---------- RECORDS PROVIDED

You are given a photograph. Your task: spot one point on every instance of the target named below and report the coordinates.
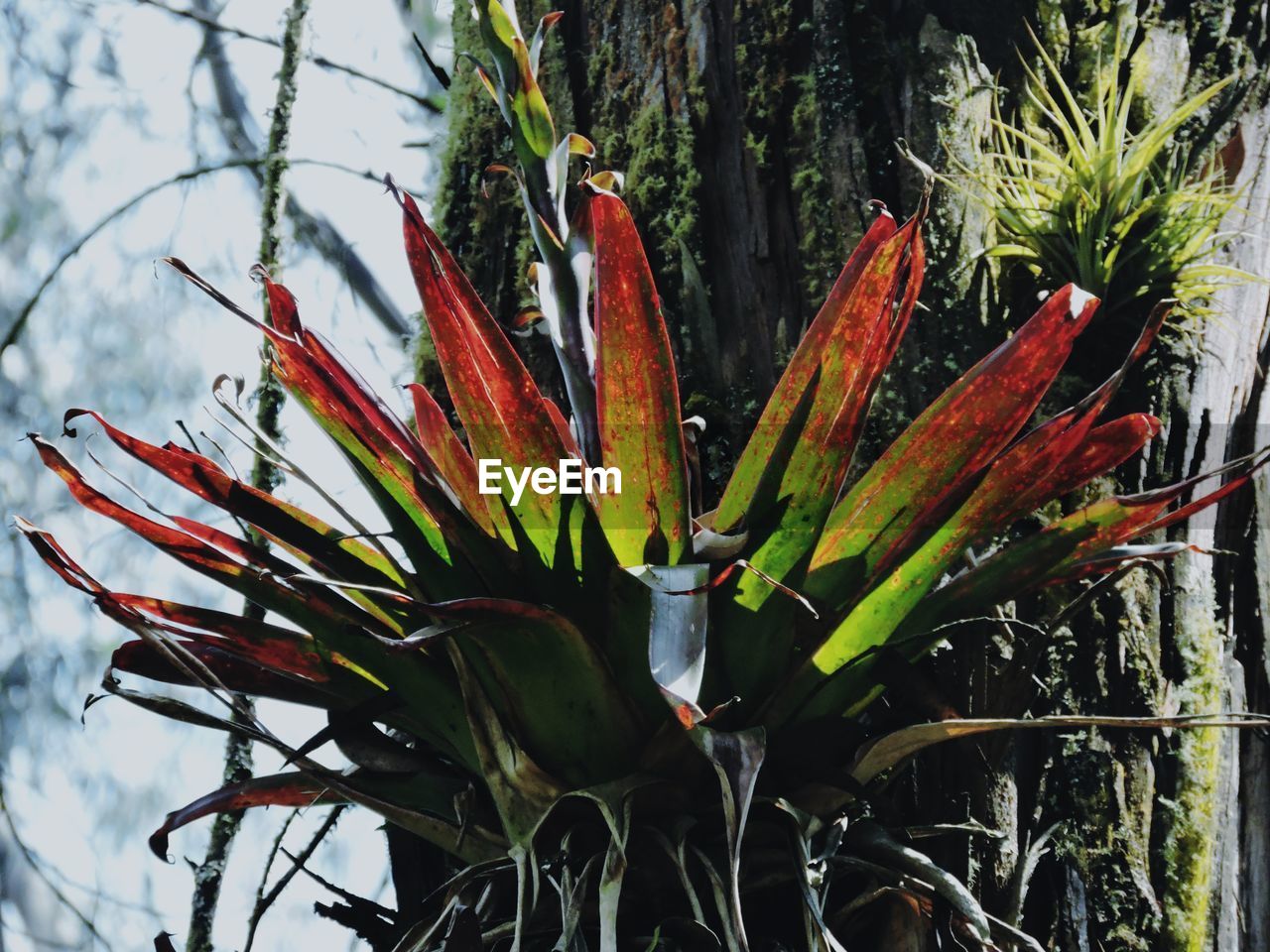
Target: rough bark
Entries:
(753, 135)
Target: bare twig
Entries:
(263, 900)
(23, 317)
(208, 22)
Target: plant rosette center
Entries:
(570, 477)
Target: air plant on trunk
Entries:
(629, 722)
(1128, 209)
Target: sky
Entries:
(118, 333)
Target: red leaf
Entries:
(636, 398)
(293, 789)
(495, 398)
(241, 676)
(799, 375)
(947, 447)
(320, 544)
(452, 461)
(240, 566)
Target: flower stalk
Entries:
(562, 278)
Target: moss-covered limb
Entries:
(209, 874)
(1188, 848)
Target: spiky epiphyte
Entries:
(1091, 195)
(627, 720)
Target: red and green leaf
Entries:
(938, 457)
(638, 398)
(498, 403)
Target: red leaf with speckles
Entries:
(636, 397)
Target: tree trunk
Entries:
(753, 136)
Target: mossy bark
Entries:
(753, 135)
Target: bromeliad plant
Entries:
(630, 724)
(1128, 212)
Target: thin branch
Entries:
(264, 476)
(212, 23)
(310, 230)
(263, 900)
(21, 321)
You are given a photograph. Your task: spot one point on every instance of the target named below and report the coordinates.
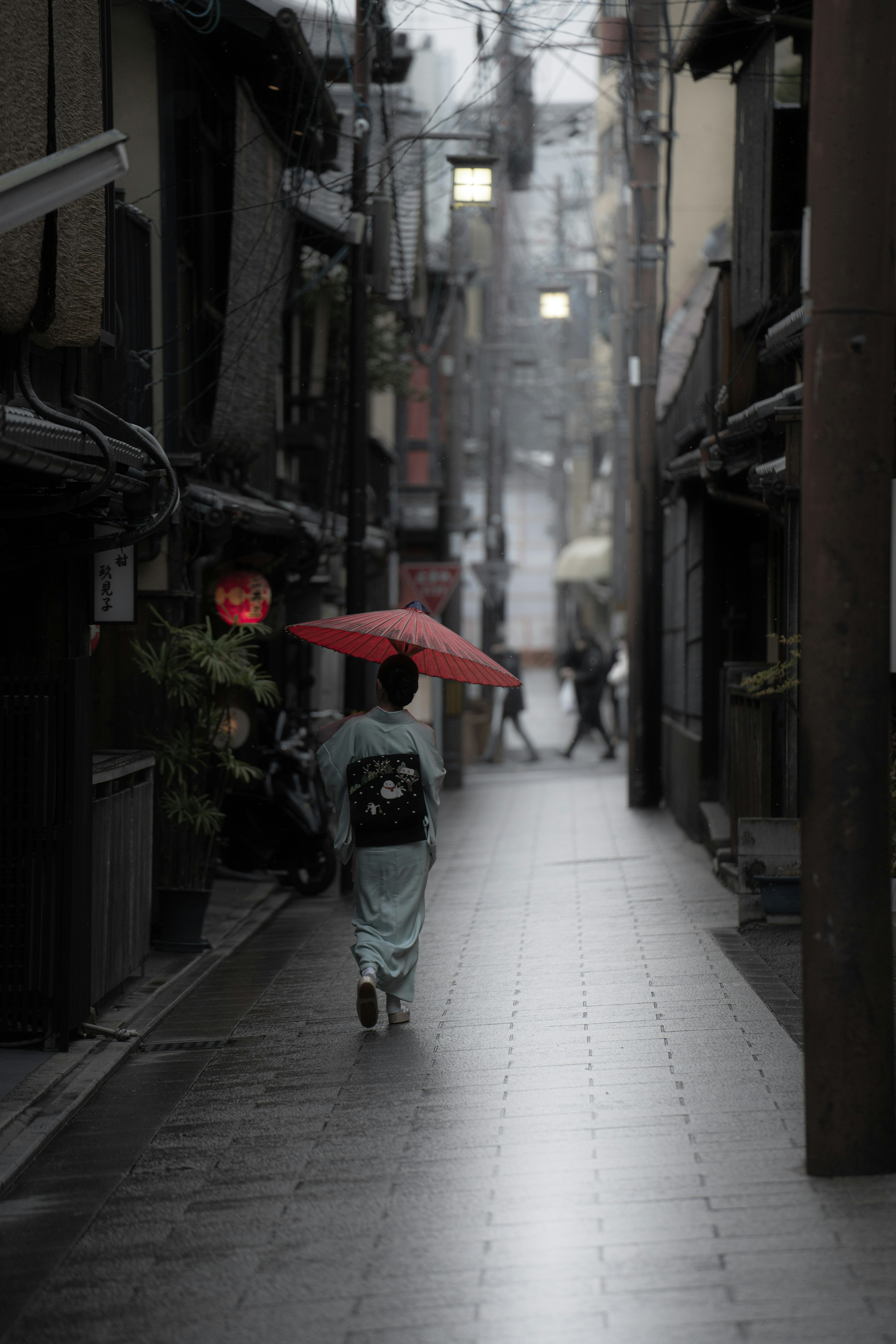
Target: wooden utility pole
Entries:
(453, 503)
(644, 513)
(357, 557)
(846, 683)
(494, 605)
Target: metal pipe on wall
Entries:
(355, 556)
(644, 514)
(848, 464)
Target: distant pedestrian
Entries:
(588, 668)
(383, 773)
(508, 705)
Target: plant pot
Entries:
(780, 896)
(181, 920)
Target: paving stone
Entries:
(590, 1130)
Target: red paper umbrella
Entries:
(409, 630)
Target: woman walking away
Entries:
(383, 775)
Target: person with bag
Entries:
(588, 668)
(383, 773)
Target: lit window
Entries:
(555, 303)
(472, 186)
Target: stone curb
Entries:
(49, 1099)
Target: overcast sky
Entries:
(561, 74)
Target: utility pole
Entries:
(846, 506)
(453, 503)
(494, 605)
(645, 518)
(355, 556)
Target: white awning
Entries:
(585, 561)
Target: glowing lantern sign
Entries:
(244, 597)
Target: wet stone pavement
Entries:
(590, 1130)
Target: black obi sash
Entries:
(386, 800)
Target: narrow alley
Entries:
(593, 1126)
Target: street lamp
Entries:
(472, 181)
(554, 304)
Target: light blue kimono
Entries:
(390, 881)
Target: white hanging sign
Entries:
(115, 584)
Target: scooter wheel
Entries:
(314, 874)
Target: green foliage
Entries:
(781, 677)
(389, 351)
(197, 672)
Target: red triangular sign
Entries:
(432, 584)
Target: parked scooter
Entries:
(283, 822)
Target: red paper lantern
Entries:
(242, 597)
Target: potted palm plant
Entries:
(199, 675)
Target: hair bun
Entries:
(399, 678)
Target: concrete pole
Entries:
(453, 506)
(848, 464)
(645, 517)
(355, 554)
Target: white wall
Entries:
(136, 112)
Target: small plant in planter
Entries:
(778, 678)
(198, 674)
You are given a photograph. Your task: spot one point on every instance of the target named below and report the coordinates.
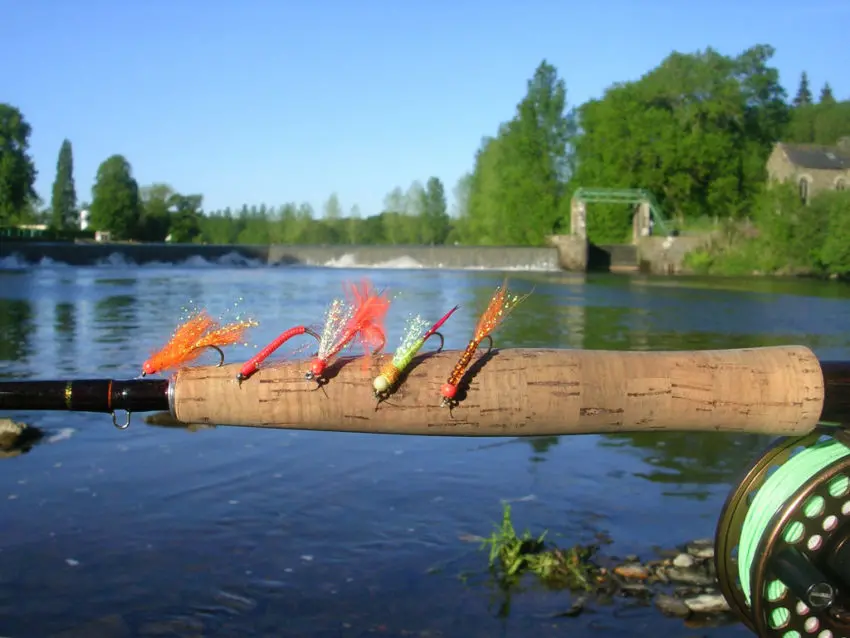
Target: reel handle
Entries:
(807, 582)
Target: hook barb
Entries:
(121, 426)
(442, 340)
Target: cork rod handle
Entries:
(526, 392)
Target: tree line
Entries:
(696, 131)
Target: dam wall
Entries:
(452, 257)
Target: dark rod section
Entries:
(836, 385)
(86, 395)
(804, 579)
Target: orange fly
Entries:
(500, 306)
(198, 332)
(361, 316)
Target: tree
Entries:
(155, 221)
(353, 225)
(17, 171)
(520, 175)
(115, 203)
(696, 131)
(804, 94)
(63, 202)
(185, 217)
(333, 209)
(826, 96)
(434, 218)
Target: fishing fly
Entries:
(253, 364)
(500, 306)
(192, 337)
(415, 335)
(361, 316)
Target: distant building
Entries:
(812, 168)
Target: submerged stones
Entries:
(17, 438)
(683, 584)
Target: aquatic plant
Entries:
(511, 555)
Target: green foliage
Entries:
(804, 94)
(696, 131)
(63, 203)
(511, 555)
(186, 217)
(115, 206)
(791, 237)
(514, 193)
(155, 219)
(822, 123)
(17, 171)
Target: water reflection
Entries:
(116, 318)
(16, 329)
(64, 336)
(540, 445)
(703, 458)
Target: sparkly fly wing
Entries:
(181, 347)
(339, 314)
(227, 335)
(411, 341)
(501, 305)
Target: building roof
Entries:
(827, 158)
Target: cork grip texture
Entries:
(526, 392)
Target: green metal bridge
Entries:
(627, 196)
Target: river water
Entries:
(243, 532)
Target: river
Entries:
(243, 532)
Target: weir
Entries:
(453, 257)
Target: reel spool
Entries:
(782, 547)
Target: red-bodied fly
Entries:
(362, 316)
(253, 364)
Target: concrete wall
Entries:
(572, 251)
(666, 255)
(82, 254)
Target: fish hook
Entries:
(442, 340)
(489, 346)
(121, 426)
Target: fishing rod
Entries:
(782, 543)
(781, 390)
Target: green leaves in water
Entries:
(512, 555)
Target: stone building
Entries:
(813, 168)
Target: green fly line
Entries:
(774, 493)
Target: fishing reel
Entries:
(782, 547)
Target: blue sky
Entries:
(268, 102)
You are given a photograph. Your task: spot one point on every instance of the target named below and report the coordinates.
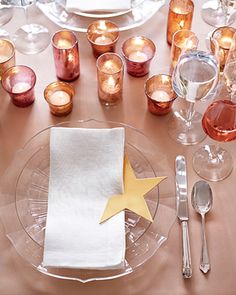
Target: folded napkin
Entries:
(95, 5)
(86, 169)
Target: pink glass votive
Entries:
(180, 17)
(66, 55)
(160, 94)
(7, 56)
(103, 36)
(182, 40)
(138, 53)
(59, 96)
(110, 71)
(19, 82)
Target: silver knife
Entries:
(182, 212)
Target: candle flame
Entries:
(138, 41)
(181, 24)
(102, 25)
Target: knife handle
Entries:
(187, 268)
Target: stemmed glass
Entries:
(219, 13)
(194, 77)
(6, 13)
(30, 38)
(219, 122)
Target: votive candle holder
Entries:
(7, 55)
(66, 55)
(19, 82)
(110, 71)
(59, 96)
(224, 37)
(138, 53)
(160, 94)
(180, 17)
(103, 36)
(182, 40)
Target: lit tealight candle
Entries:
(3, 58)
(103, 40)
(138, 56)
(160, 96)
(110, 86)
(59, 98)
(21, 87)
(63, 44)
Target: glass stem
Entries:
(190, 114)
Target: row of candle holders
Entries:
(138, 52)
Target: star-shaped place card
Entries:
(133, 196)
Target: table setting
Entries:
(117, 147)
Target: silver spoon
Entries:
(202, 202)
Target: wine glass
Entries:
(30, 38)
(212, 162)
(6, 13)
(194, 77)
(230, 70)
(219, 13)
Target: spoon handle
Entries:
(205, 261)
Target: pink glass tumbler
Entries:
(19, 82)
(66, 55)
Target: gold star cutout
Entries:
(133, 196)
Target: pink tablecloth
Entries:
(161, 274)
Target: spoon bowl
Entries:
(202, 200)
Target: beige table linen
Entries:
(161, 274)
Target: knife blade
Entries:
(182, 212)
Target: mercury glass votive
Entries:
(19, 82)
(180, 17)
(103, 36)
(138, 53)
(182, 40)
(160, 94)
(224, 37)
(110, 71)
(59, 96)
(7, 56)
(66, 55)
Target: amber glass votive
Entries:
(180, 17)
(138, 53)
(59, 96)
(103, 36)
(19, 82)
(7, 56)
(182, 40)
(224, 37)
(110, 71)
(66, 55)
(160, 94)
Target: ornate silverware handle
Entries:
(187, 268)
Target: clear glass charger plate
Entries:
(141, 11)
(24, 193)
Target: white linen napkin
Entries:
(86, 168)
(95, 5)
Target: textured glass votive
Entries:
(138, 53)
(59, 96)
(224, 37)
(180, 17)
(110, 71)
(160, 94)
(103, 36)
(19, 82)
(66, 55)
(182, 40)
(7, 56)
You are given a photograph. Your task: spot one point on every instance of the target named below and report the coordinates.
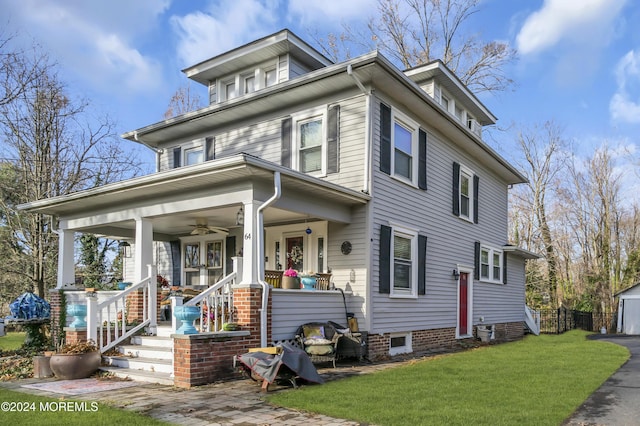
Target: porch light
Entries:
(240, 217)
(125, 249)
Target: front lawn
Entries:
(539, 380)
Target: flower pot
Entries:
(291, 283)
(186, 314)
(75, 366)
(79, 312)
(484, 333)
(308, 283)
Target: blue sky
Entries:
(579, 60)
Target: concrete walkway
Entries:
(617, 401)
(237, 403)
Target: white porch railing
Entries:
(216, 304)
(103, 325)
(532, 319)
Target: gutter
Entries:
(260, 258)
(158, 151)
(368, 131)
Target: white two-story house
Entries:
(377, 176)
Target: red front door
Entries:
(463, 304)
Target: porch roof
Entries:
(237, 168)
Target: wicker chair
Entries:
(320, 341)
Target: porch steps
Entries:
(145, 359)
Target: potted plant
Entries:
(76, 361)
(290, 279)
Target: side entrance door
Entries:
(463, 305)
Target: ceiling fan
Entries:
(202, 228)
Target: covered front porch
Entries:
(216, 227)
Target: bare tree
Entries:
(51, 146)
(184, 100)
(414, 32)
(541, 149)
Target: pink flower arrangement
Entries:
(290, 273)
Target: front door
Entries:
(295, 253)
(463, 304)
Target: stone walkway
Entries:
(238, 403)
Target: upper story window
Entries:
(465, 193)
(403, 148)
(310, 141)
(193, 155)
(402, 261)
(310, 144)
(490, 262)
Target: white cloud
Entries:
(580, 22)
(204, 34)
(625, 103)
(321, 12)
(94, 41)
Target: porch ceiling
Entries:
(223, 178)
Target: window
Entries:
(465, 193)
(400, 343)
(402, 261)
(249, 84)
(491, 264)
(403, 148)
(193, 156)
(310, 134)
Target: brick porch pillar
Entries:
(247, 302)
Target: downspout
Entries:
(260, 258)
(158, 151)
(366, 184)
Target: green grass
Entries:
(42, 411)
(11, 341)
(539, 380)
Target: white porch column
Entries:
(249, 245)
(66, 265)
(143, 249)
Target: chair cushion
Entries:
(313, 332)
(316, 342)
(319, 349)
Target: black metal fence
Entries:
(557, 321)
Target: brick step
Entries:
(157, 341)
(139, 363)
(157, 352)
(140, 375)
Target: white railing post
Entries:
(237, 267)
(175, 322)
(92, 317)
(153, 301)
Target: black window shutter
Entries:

--------------------

*WHAT TO PRODUCE*. How would the lines above read from the one with "Target: river water" to the one with "Target: candle flame", inclusive, with no pictures? Write them out exactly.

*RESULT FOR THIS TASK*.
Target: river water
Entries:
(243, 532)
Target: river
Entries:
(243, 532)
Target: weir
Entries:
(453, 257)
Target: reel spool
Entries:
(782, 547)
Target: red-bodied fly
Entries:
(362, 316)
(253, 364)
Target: concrete wall
Entries:
(572, 251)
(666, 255)
(82, 254)
Target: fish hook
Entries:
(442, 340)
(489, 346)
(121, 426)
Target: fishing rod
Entries:
(782, 543)
(781, 390)
Target: green leaves in water
Entries:
(512, 555)
Target: stone building
Entries:
(813, 168)
Target: green fly line
Entries:
(774, 493)
Target: fishing reel
Entries:
(782, 547)
Target: blue sky
Entries:
(268, 102)
You are given a photograph. Your task: spot one point on every instance of the target named below and report the coordinates.
Target: folded napkin
Entries:
(95, 5)
(86, 169)
Target: pink glass votive
Entries:
(180, 17)
(66, 55)
(160, 94)
(7, 56)
(103, 36)
(182, 40)
(138, 53)
(59, 96)
(110, 71)
(19, 82)
Target: silver knife
Entries:
(182, 212)
Target: candle flame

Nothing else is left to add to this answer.